## RECORD LIST
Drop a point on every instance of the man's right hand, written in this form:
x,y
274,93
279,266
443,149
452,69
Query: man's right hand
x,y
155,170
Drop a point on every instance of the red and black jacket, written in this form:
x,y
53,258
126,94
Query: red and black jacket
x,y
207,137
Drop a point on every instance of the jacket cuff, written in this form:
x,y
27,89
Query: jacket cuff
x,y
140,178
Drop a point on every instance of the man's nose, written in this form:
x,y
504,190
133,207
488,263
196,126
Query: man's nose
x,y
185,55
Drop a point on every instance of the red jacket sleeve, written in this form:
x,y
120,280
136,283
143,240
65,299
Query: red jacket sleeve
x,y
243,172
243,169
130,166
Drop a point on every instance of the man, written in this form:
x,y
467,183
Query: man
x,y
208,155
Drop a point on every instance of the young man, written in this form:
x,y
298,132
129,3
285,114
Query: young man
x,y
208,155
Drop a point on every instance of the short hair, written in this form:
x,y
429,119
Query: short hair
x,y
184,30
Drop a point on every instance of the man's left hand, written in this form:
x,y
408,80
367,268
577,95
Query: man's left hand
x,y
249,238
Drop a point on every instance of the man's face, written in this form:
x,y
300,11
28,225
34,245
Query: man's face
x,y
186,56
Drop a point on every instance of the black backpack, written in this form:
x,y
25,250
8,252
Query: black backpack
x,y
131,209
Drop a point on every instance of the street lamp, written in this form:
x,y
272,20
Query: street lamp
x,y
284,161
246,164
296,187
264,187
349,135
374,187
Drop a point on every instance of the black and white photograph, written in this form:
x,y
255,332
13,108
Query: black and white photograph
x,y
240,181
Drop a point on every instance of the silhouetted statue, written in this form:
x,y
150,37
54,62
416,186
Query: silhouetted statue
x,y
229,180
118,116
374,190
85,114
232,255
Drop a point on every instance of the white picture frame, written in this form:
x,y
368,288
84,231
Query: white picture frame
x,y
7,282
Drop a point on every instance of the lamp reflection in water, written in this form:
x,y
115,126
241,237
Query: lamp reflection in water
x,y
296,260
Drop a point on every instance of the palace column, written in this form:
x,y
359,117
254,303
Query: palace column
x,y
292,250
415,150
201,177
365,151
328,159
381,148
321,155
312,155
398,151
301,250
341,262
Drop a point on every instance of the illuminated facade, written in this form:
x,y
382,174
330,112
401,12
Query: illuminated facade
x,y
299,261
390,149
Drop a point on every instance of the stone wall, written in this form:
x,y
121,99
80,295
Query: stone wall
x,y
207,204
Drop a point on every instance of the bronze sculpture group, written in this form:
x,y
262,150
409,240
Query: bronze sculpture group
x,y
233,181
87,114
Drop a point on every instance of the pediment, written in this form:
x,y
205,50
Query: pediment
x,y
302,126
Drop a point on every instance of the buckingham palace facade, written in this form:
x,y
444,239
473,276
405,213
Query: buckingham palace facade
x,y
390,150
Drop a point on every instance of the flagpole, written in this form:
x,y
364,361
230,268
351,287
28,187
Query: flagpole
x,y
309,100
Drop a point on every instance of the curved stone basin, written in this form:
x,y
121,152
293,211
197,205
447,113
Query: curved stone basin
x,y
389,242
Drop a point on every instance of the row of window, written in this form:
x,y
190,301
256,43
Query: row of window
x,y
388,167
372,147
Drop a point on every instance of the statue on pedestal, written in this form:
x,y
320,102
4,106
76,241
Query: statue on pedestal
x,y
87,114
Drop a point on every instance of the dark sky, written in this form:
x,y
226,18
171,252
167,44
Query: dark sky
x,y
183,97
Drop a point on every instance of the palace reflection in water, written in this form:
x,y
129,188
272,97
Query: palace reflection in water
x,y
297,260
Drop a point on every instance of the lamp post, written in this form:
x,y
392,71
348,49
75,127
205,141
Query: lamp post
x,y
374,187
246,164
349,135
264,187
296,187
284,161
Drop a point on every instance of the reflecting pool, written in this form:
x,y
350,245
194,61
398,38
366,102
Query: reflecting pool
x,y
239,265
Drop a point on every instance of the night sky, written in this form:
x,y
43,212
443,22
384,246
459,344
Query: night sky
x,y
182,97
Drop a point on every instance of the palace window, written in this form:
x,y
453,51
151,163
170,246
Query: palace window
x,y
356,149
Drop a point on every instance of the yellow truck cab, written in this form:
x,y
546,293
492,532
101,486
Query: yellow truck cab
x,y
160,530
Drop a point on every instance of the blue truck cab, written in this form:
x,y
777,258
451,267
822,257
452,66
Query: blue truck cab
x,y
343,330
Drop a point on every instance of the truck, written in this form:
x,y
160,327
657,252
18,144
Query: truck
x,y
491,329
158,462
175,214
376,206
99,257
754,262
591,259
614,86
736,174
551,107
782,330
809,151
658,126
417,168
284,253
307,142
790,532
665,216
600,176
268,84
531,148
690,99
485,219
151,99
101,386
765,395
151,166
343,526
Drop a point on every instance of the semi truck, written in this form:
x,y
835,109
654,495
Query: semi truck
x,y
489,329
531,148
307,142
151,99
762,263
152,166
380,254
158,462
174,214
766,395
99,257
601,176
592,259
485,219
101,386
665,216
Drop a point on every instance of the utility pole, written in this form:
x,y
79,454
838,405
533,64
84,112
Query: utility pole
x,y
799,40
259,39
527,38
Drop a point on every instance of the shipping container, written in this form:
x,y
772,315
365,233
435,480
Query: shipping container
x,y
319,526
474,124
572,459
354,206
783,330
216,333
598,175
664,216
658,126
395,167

## DIRECTIONS
Rescale the items above from the line that has "Drop a point on every instance of the semi" through the end of the items, giving every line again. Leave the requests and their sample values unchanged, but multiply each answer coordinate by 0.45 and round it to a whole number, with halves rounded up. Give only these lines.

## TASK OUTPUT
Drop a point on every instance of the semi truck, written in this form:
x,y
835,109
654,495
Query: semi truck
x,y
220,148
239,67
138,64
68,45
343,118
68,75
171,114
71,208
78,96
345,178
45,116
270,79
266,117
218,99
45,174
299,97
Drop a point on every instance of the utility pole, written in this form:
x,y
79,454
838,405
533,64
84,112
Query: utility pole
x,y
360,18
117,18
237,17
Drop a point on every instance of the shipping container, written in this form:
x,y
772,315
365,233
435,480
Query: shipping container
x,y
144,237
213,56
257,207
159,93
352,149
97,150
269,79
299,97
296,57
178,75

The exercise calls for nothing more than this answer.